• [PROVIDED RECORDS]
────

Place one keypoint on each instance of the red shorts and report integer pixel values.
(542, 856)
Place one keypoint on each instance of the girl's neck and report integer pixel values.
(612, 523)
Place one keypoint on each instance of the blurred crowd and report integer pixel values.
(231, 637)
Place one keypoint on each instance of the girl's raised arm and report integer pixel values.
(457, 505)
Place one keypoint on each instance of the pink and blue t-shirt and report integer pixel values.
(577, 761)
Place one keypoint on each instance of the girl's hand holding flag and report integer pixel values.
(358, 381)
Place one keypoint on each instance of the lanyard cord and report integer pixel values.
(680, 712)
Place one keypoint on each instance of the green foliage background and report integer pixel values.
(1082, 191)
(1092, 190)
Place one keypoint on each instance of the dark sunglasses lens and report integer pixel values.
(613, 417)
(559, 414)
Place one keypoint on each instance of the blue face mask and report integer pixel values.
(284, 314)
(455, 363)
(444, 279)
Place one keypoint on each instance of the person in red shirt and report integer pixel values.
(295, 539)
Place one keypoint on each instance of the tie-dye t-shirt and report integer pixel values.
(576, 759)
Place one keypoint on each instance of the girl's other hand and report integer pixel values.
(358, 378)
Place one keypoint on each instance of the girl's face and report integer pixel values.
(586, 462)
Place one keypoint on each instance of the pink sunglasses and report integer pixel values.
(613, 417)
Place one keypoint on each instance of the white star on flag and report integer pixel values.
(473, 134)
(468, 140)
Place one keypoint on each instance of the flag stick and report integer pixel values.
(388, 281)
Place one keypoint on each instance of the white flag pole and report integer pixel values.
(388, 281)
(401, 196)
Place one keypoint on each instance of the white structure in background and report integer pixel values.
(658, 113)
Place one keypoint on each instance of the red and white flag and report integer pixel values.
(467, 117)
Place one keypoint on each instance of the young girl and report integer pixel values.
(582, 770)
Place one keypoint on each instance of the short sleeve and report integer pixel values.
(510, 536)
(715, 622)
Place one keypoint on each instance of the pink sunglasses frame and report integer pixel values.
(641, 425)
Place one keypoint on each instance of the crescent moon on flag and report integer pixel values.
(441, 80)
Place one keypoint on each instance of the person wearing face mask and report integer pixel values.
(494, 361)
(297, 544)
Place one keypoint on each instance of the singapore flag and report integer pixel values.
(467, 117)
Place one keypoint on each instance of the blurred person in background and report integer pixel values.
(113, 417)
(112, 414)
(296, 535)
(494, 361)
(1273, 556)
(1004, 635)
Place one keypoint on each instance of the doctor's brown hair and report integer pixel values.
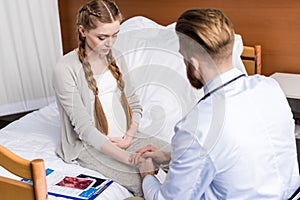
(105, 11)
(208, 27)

────

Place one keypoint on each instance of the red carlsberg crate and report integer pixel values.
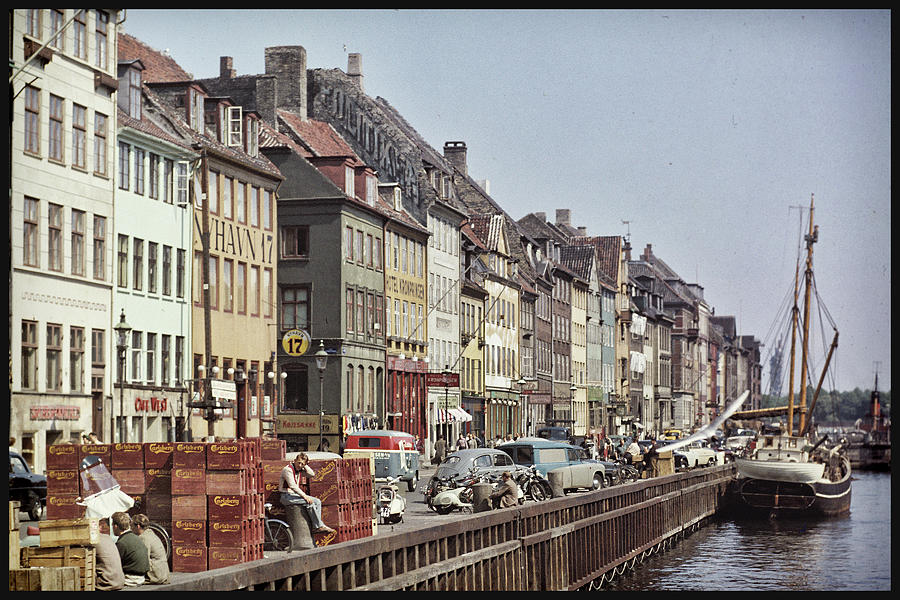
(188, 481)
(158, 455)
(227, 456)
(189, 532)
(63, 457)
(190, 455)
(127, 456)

────

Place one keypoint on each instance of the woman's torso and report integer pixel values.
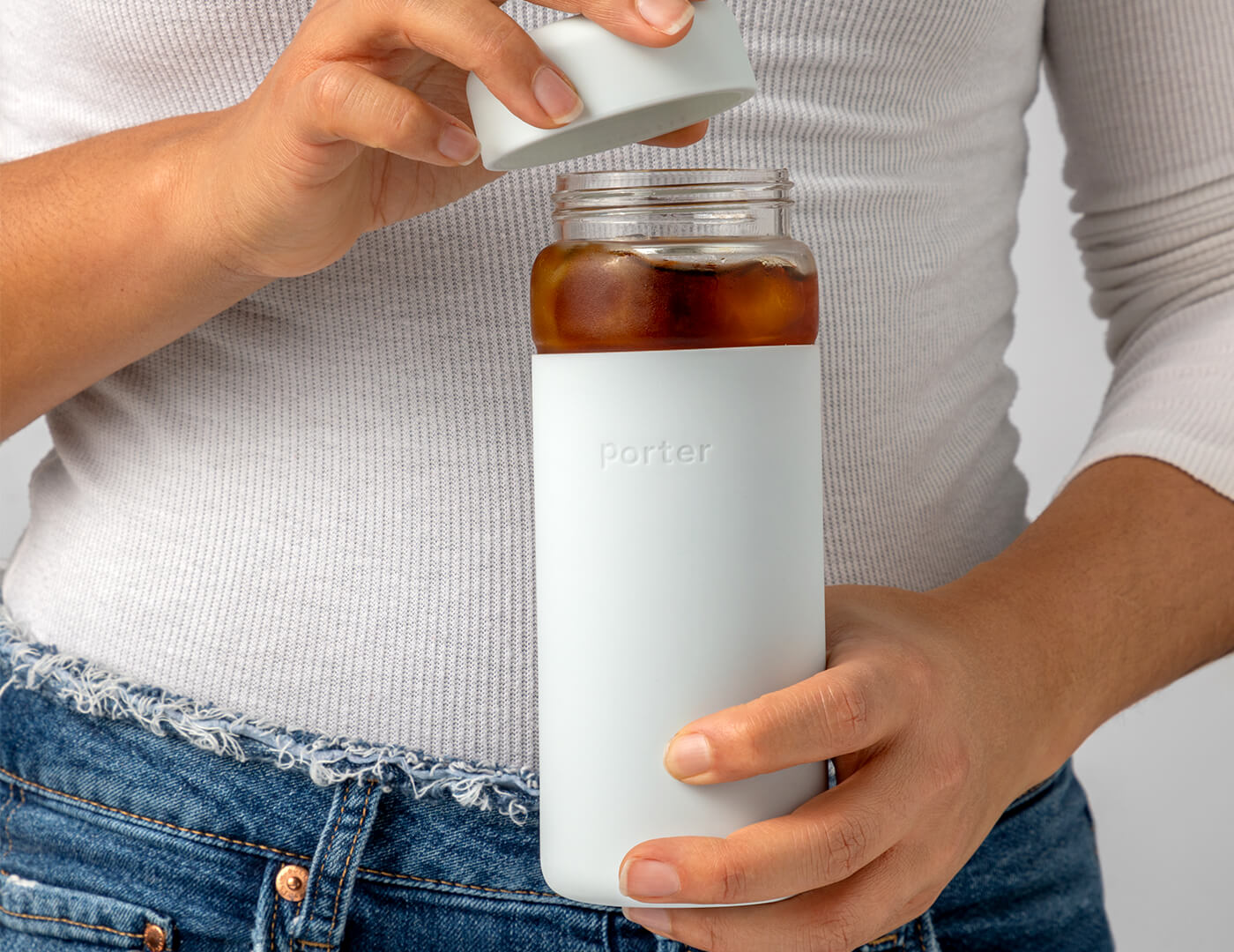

────

• [WHAT THE EXERCISE ASKS] Which lines in the entries above contain the string "blurred"? Return each of those lines in full, and treat uppercase and lowercase as different.

• [ANSWER TO THE EXERCISE]
Place one keypoint on each instance of the blurred crowd and report integer pixel values.
Place one keypoint on each instance of the blurred person in background and report integer pixel values.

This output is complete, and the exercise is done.